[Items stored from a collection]
------------------------------

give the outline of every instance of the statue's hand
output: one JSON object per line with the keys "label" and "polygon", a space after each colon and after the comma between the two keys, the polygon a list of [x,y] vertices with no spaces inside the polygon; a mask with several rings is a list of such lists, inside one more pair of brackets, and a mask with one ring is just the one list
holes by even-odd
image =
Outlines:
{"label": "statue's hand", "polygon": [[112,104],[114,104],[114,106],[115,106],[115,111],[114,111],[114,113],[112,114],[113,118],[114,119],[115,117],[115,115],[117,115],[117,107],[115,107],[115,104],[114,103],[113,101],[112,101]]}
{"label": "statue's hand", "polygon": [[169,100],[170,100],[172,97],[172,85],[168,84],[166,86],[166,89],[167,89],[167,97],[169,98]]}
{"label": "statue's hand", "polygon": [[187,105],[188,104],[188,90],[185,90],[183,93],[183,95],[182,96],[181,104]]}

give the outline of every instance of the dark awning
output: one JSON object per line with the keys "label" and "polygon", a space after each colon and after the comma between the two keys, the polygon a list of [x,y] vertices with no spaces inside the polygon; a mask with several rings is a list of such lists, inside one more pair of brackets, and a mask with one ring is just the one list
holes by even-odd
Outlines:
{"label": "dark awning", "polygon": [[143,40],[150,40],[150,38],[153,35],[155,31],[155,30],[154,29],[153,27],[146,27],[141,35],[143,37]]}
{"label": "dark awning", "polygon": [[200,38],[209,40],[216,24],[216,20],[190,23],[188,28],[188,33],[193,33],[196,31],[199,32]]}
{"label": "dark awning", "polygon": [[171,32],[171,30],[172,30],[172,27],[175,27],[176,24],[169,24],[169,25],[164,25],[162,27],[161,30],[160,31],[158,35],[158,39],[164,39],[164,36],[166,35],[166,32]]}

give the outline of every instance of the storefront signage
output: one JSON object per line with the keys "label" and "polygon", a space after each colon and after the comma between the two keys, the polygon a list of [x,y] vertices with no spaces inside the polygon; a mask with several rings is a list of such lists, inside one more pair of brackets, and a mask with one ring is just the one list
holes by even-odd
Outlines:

------------------------------

**WHAT THIS TASK INVOLVES**
Gather all lines in the records above that contain the word "every".

**WRITTEN RESPONSE**
give the outline of every instance of the statue's hand
give the outline of every instance of the dark awning
give the outline of every instance of the storefront signage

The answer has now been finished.